Jasminne Mendez is an Afro-Latino American author, poet, playwright, performer and educator. She is a co-founder and the program director for Tintero Projects. She is co-host on the poetry and writing podcast series, InkWell, a collaboration between Tintero Projects and Inprint Houston. Mendez is a CantoMundo Fellow, a Kenyon Review Writer's Workshop Peter Taylor Fellow and a Macondo and Voices of our Nations Arts Foundation (VONA) alumni.

== Early life and education ==
Mendez's parents immigrated to the United States from the Dominican Republic in 1980. Having survived the dictatorship of Rafael Trujillo, her parents and grandparents were in search of a better life. Despite the fact that her father held a bachelor's degree, he had trouble finding a job in the United States and therefore decided to join the United States Army. He ultimately served in the Army for twenty-two years. As the daughter of immigrants, Mendez grew up speaking both Spanish and English.

Mendez completed high school in San Antonio, Texas before moving to Houston to attend the University of Houston from 2002 -2007 on a full scholarship as a Gates Millennium Scholar. She received a Bachelor's of Arts degrees in English Literature and a Master's of Education in Curriculum and Instruction. During her time at the University of Houston, Mendez wrote, performed poetry in local venues, and performed as the lead in various plays, including A Raisin in the Sun, For Colored Girls Who Have Considered Suicide When the Rainbow is Enuf, and Yerma. She received a Master's of Fine Arts in Creative Writing from the Rainier Writer's Workshop at Pacific Lutheran University.

**Data supplied**

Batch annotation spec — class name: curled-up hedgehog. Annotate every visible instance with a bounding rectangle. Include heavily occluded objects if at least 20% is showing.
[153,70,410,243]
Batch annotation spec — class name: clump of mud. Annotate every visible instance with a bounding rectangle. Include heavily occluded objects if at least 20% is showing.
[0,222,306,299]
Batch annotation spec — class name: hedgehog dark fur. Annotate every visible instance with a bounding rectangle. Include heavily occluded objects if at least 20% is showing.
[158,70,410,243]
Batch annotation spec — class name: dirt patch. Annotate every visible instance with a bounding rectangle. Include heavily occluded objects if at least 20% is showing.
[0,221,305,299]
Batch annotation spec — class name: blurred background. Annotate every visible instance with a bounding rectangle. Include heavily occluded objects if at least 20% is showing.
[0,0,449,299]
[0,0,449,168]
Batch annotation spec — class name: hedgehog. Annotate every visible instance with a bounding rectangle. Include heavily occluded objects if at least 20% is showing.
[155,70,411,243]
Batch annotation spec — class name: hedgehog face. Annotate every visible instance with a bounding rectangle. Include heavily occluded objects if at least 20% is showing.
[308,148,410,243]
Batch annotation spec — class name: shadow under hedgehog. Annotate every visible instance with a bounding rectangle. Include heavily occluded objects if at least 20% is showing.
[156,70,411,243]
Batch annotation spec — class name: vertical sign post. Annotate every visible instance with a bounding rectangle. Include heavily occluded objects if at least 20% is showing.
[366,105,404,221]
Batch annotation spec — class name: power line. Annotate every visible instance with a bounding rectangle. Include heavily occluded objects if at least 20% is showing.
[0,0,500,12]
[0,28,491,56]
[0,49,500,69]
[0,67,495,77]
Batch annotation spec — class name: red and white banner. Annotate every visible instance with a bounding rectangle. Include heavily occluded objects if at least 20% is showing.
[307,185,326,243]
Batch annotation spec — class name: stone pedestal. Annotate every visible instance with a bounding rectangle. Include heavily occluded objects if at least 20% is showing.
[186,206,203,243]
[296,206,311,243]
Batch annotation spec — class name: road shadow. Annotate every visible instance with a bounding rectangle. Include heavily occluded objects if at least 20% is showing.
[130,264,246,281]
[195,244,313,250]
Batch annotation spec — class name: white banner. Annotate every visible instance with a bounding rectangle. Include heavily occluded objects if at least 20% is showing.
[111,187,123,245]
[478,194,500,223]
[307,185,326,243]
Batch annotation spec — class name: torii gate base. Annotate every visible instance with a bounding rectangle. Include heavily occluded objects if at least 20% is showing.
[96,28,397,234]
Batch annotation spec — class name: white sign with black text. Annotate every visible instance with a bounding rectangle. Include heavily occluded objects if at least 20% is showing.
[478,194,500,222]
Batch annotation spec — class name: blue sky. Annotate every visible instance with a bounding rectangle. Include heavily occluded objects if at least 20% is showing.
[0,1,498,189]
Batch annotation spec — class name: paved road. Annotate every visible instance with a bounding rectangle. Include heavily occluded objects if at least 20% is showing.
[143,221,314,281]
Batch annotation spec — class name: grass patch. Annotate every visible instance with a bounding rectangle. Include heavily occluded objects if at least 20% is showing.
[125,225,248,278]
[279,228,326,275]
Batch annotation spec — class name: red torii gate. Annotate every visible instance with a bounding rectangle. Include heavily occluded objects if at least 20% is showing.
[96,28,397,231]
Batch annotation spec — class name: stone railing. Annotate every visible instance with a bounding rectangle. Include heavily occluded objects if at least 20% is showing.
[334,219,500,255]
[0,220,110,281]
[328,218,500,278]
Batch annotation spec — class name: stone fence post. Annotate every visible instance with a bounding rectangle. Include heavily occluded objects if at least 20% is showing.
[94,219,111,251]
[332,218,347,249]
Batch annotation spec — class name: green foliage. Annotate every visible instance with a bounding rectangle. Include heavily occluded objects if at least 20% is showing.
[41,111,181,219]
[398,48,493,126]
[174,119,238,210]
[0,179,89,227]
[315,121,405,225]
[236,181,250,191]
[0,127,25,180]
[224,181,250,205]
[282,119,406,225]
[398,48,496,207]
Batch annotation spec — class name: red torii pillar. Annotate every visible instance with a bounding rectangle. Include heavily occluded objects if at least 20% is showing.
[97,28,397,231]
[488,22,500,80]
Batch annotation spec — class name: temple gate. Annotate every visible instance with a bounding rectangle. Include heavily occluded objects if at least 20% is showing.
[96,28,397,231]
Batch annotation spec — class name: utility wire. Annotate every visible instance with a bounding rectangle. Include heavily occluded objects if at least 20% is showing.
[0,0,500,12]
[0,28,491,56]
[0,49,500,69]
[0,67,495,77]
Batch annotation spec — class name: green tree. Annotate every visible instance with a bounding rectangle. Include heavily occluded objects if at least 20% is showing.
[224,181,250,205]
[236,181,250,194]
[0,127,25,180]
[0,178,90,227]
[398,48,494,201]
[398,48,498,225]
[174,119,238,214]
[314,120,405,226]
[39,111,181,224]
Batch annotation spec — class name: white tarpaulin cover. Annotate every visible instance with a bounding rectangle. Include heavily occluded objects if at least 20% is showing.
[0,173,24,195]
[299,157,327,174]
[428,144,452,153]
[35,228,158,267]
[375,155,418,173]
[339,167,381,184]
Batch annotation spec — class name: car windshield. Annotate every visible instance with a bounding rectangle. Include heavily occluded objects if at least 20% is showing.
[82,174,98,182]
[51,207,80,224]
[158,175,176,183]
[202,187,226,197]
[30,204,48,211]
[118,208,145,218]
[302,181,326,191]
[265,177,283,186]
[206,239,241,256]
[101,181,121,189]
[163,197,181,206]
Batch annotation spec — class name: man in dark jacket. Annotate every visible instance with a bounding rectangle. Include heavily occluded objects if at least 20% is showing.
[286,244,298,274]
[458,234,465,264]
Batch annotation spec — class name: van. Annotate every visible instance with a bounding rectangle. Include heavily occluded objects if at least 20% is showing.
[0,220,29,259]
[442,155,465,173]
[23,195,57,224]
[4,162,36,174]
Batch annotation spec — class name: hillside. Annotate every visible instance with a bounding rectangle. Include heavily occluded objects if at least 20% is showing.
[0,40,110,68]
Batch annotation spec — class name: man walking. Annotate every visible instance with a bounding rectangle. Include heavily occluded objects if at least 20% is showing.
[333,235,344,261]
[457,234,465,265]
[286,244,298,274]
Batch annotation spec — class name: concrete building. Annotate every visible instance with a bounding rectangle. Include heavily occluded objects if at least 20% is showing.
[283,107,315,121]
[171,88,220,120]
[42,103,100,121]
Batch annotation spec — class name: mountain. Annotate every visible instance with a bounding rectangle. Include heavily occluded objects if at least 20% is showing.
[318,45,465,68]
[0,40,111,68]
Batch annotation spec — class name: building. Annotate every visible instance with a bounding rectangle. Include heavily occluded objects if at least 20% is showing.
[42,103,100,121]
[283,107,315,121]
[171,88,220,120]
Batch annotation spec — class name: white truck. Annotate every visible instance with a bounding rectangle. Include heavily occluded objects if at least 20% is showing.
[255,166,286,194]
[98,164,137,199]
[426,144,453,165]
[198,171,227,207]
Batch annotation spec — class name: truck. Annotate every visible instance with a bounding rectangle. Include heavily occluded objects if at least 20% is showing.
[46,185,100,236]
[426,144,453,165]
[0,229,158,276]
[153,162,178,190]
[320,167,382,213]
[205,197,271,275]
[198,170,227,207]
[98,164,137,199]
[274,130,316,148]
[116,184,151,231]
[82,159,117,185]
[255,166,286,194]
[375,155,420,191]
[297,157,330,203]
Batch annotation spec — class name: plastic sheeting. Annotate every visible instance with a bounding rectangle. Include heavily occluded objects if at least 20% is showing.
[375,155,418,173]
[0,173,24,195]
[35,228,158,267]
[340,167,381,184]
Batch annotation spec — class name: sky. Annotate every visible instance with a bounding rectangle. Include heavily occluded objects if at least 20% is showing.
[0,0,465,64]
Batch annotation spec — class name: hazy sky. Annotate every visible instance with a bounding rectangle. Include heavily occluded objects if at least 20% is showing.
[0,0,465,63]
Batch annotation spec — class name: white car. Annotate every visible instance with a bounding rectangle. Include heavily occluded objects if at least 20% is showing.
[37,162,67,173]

**Questions to answer**
1) In the Jasminne Mendez passage, which country did Mendez's parents come from when they immigrated to the United States?
2) From the Jasminne Mendez passage, extract the part that opens with the words containing "Mendez completed high" and closes with "Pacific Lutheran University.".
3) Turn the paragraph of the Jasminne Mendez passage that begins "Mendez completed high school" into a short list that keeps its main facts.
The data is not needed here.

**Answers for this exercise**
1) The Dominican Republic.

2)
Mendez completed high school in San Antonio, Texas before moving to Houston to attend the University of Houston from 2002 -2007 on a full scholarship as a Gates Millennium Scholar. She received a Bachelor's of Arts degrees in English Literature and a Master's of Education in Curriculum and Instruction. During her time at the University of Houston, Mendez wrote, performed poetry in local venues, and performed as the lead in various plays, including A Raisin in the Sun, For Colored Girls Who Have Considered Suicide When the Rainbow is Enuf, and Yerma. She received a Master's of Fine Arts in Creative Writing from the Rainier Writer's Workshop at Pacific Lutheran University.

3)
- Finished high school in San Antonio, Texas
- Attended the University of Houston from 2002 to 2007 on a full scholarship as a Gates Millennium Scholar
- Earned a Bachelor of Arts in English Literature and a Master of Education in Curriculum and Instruction
- While there, wrote, performed poetry at local venues, and played lead roles in plays including A Raisin in the Sun, For Colored Girls Who Have Considered Suicide When the Rainbow is Enuf, and Yerma
- Earned a Master of Fine Arts in Creative Writing from the Rainier Writer's Workshop at Pacific Lutheran University